Atezolizumab plus Bevacizumab Combo Shows Promise in Patients with Metastatic Kidney Cancer

June 2017, Vol 8, No 3

Orlando, FL—Atezolizumab plus bevacizumab showed encouraging responses as a first-line treatment of metastatic renal-cell carcinoma in a phase 2 trial. Although the trial failed to meet its primary end point of significant improvement in progression-free survival (PFS) compared with sunitinib, the combination did reduce the risk for death or disease progression by 36% in patients with elevated PD ligand 1 (PD-L1) expression. The median PFS was almost double in the PD-L1–positive group with atezolizumab plus bevacizumab versus sunitinib (14.7 months vs 7.8 months, respectively).

The results were reported at the 2017 Genitourinary Cancers Symposium by Thomas Powles, MBBS, MRCP, MD, Clinical Professor of Genitourinary Oncology (HCC), Barts Cancer Institute, England.

“Results were impressive in PD-L1–positive patients. This benefit of atezoliz­umab plus bevacizumab in the PD-L1–positive patients is different from what was found with nivolumab, and shows the importance of the biomarker in patients treated with atezolizumab. The combination of atezolizumab plus bevacizumab looks attractive in PD-L1–positive patients, and the PD-L1 biomarker seems particularly marked with the combination,” said Dr Powles. “We could have predicted that the biomarker would be less important with the combination than with atezolizumab monotherapy, but that isn’t what happened.”

“This study is teaching us how to design and conduct our clinical trials in the future,” he stated.

The hypothesis-generating study was the first to evaluate first-line immunotherapy against the benchmark (ie, sunit­inib), and the first study of first-line, targeted therapy against the benchmark.

▶ **INFORMATION**

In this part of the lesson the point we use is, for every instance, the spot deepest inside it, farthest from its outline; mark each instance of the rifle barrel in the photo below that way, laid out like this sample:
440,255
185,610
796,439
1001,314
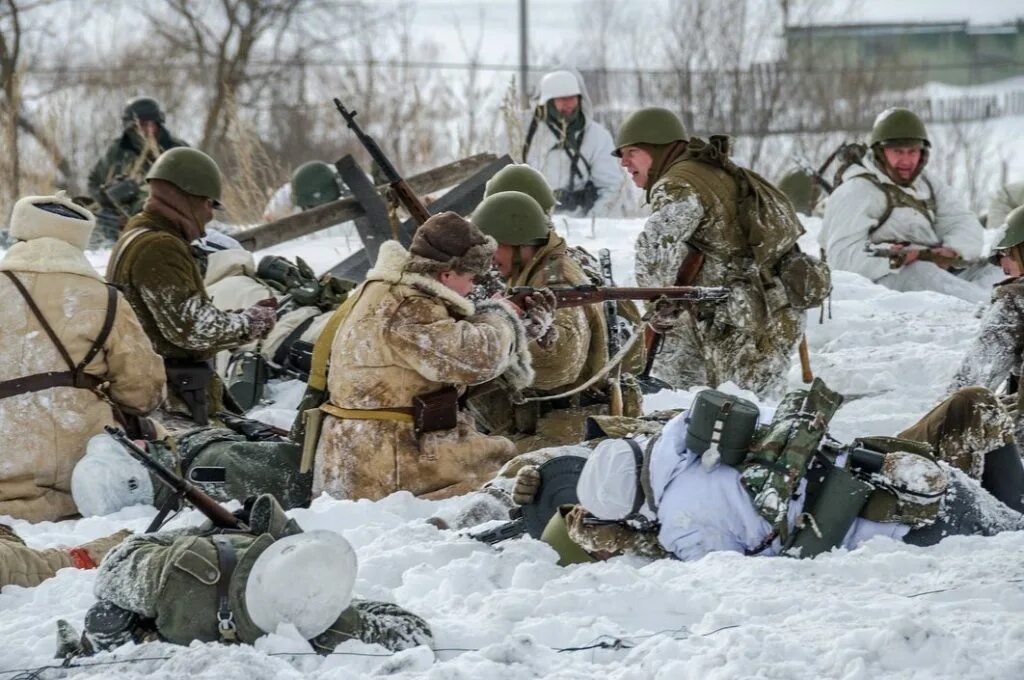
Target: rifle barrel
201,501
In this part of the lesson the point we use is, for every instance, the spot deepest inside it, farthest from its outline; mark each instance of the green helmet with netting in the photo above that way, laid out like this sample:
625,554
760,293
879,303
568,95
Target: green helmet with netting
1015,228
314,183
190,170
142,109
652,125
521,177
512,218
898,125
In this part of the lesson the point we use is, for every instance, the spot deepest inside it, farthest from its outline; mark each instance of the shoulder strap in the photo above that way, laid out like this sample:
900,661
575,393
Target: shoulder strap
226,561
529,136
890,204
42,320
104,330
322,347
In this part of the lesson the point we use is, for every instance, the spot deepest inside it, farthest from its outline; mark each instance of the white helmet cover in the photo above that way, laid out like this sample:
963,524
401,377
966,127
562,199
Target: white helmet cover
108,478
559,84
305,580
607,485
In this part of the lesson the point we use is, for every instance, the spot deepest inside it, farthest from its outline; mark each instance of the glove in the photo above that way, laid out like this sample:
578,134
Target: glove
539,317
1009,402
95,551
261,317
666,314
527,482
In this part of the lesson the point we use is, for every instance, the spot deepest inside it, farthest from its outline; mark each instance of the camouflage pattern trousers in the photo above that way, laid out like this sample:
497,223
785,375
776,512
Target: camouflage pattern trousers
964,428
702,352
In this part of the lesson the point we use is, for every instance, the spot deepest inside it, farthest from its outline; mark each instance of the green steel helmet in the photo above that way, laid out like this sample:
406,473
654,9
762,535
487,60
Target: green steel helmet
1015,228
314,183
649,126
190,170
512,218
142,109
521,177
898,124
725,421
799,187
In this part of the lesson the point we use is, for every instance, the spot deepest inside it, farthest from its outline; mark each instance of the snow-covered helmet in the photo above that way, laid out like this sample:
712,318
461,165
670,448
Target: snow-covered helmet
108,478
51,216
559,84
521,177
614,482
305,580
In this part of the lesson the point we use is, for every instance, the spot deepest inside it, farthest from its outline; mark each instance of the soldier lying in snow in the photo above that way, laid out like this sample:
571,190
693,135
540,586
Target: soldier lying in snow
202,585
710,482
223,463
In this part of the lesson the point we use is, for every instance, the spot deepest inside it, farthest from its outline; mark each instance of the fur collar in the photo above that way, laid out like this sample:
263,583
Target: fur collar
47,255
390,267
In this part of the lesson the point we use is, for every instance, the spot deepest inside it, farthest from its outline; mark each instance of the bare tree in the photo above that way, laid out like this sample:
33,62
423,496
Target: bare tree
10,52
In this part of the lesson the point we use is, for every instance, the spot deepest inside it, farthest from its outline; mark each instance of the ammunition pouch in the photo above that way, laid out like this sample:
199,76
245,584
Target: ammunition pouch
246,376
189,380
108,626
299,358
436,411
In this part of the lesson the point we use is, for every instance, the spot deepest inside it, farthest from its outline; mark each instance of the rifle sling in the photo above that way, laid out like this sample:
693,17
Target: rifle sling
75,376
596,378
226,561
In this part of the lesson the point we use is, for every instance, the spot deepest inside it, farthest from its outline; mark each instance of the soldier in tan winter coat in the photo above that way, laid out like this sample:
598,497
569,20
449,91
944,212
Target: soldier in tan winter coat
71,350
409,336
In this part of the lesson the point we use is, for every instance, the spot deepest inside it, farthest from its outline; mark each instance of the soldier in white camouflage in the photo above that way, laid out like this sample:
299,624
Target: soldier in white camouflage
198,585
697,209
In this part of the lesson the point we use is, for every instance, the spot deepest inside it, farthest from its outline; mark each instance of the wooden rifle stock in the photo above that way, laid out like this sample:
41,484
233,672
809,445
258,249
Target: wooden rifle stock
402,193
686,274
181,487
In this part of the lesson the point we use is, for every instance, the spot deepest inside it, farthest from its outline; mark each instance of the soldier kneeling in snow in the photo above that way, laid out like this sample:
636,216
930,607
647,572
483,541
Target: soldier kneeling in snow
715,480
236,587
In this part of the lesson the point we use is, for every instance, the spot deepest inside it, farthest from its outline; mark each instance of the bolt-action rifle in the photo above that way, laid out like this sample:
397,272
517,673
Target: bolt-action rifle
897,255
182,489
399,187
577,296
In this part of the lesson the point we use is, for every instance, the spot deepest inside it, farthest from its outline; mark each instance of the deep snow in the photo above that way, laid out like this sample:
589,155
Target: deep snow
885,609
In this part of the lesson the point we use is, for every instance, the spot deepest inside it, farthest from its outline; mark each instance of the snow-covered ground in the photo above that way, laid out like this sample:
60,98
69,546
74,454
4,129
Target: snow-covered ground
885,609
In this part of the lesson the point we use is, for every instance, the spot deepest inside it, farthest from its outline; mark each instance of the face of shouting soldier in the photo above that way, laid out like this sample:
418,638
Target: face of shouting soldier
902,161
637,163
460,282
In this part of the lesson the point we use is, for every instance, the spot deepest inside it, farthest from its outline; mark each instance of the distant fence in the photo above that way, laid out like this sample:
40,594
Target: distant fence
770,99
---
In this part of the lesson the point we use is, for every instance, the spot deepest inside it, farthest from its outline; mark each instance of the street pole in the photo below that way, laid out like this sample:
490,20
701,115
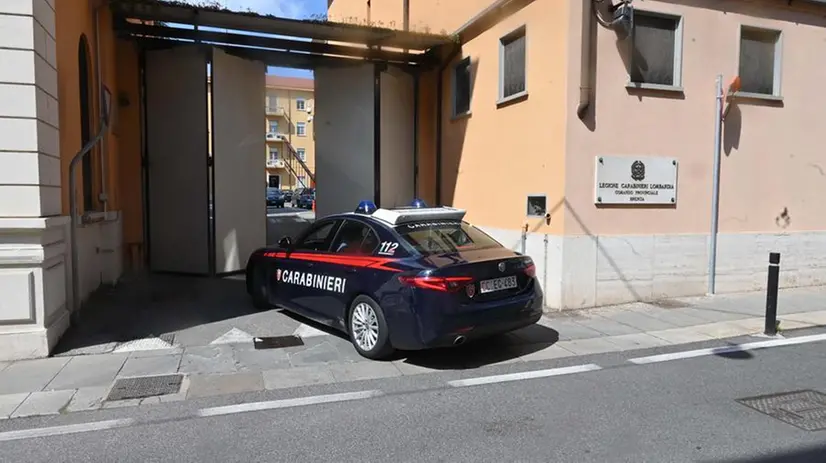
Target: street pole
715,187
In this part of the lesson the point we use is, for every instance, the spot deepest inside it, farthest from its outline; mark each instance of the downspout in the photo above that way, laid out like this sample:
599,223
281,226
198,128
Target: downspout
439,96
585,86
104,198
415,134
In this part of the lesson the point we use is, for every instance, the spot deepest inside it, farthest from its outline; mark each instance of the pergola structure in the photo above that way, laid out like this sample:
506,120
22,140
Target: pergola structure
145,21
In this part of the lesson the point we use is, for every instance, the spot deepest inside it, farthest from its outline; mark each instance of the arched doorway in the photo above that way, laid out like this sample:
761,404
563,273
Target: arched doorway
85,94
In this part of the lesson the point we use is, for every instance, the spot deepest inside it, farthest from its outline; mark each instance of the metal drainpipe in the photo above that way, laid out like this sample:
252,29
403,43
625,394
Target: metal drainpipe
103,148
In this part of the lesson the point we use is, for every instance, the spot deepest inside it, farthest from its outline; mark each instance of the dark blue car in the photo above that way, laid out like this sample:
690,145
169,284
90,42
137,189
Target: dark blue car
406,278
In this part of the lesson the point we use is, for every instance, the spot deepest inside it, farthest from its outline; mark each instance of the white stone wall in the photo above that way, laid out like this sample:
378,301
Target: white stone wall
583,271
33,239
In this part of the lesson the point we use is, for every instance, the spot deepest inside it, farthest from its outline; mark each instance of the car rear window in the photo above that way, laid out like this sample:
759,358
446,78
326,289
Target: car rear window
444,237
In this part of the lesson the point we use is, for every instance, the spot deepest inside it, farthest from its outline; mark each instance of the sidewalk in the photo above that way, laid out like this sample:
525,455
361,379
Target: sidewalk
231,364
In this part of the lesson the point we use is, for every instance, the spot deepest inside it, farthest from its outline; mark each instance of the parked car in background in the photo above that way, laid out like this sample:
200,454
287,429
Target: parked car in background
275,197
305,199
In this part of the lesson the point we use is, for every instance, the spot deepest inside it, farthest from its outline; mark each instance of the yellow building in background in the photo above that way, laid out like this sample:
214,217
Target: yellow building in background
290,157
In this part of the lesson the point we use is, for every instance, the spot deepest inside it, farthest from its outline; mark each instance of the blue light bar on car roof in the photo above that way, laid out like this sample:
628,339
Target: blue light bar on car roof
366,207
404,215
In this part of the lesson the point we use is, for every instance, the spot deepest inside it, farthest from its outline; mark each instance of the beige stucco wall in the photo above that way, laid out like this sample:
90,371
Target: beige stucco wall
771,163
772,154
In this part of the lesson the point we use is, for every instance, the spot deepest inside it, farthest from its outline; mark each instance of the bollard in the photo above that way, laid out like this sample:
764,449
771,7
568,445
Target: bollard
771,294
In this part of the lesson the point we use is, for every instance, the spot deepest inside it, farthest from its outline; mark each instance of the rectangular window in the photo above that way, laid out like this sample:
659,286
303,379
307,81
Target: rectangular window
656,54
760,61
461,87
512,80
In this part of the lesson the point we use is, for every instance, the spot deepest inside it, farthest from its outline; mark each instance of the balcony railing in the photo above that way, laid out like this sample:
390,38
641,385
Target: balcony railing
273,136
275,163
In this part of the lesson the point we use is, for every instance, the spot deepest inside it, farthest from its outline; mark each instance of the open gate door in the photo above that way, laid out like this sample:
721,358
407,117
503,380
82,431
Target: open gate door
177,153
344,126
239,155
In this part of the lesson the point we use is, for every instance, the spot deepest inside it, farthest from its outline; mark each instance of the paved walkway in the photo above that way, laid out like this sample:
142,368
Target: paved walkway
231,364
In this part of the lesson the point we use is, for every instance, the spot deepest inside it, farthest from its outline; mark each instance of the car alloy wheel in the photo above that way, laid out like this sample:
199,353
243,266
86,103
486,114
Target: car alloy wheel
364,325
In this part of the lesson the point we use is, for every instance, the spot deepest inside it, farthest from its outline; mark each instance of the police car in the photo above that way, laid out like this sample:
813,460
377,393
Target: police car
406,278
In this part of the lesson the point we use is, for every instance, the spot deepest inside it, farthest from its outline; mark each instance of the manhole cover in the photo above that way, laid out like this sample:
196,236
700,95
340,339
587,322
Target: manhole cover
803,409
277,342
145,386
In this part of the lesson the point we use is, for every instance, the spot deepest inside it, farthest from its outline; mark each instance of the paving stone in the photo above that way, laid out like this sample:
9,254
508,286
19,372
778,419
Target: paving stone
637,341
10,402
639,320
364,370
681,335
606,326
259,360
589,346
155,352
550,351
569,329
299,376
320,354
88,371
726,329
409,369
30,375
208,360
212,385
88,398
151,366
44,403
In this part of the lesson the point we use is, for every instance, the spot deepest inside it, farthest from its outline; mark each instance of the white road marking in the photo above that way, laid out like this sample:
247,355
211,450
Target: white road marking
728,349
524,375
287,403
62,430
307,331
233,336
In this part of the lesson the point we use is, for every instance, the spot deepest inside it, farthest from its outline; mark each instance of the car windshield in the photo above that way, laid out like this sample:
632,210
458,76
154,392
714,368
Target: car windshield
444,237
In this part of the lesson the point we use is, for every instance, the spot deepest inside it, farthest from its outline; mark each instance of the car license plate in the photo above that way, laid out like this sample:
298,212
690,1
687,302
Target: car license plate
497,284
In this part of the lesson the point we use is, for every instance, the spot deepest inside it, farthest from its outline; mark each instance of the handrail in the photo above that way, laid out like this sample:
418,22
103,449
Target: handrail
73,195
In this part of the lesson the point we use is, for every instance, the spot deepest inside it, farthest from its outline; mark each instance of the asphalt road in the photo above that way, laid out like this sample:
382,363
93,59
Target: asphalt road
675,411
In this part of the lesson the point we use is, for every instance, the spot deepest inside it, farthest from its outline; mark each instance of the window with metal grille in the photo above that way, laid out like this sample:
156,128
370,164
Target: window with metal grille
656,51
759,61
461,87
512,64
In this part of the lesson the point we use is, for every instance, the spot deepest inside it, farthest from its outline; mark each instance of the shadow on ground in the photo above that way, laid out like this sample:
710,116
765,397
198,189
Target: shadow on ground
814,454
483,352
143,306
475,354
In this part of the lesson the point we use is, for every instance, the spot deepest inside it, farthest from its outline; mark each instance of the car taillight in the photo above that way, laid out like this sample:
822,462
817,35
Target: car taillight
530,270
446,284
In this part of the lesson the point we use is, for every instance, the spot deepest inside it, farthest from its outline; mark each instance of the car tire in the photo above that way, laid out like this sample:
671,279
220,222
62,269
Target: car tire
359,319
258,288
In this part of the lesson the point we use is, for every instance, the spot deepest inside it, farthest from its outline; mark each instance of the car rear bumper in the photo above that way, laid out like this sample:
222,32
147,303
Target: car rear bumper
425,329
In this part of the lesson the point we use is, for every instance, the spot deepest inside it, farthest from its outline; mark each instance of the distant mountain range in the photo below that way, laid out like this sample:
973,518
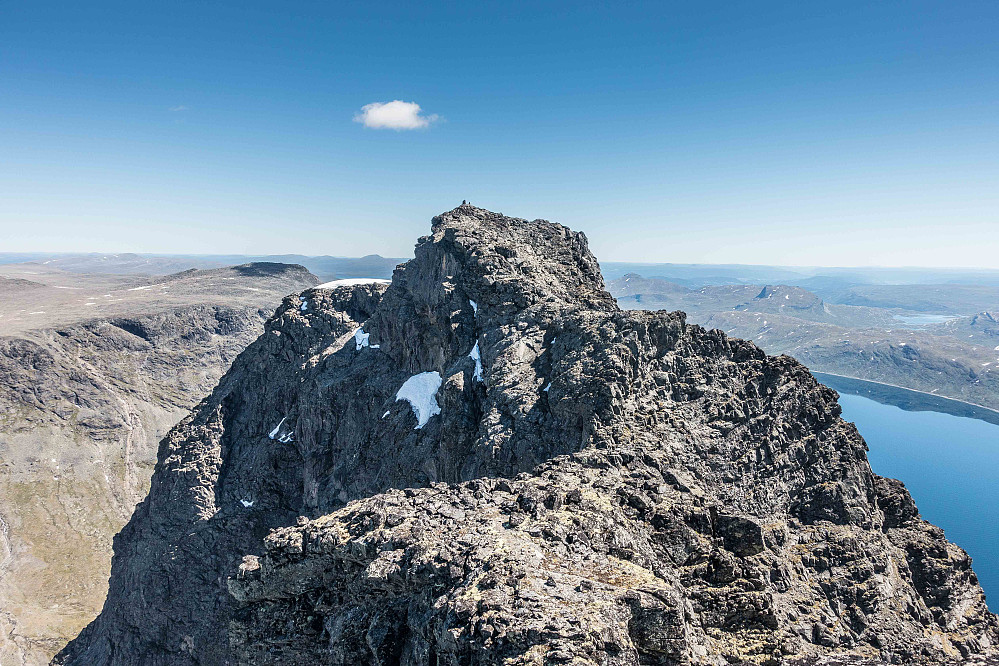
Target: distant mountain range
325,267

▶ **TRY IT**
Can you quote the kidney cancer trial report from "Orlando, FL—Atezolizumab plus" up to and including "7.8 months, respectively)."?

▶ **WORKED SOLUTION**
Orlando, FL—Atezolizumab plus bevacizumab showed encouraging responses as a first-line treatment of metastatic renal-cell carcinoma in a phase 2 trial. Although the trial failed to meet its primary end point of significant improvement in progression-free survival (PFS) compared with sunitinib, the combination did reduce the risk for death or disease progression by 36% in patients with elevated PD ligand 1 (PD-L1) expression. The median PFS was almost double in the PD-L1–positive group with atezolizumab plus bevacizumab versus sunitinib (14.7 months vs 7.8 months, respectively).